Your instructions –
Quote the entries in full, character for character, without their images.

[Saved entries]
'''

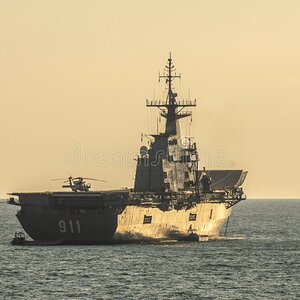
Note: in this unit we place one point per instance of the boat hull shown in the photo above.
(133, 224)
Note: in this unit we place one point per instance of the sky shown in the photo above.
(74, 77)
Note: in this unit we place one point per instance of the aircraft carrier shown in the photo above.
(171, 198)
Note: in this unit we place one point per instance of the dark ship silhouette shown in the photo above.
(171, 198)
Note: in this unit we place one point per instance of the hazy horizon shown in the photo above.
(75, 76)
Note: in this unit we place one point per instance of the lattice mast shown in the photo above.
(171, 109)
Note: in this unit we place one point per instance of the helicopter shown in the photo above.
(77, 184)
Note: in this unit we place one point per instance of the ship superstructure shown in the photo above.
(171, 198)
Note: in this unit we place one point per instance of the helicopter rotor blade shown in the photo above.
(58, 179)
(95, 179)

'''

Finished exercise –
Note: in this unit we place one point per instance of the boat hull shown in the photo above.
(133, 224)
Note: in this unit we place one point per instance of the sky shown in the photo above.
(74, 77)
Note: in this unit we place one point per instance of the aircraft carrier shown in the photo above.
(171, 198)
Note: in this unit we place one point per instance of the dark ship silhouette shown in the photo above.
(171, 198)
Note: in this unit we place one point per instance of the hazy horizon shown in the photo above.
(75, 76)
Note: in this unit we place one point per instance of the lattice mast shown in the photo above.
(171, 109)
Note: in this unit we place one point per instance of the helicopter shown in the photo above.
(77, 184)
Note: in this unit we place one point per instance of the ship superstructure shown in the photo above.
(171, 198)
Note: in this unit we place one point per instance of the helicopter rotor blade shown in the photo above.
(58, 179)
(95, 179)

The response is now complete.